-------- RAW RECORDS
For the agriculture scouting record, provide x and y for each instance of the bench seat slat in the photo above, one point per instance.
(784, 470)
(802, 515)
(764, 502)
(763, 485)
----------------
**WHAT NEEDS TO BE DONE:**
Pick out every line in the listing above that contains the word "instance" and copy each one. Treat uppercase and lowercase as different.

**RESPONSE TO THIS TASK:**
For the agriculture scouting record, provide x and y for each instance of the bench seat slat in the photo above, one point per instance.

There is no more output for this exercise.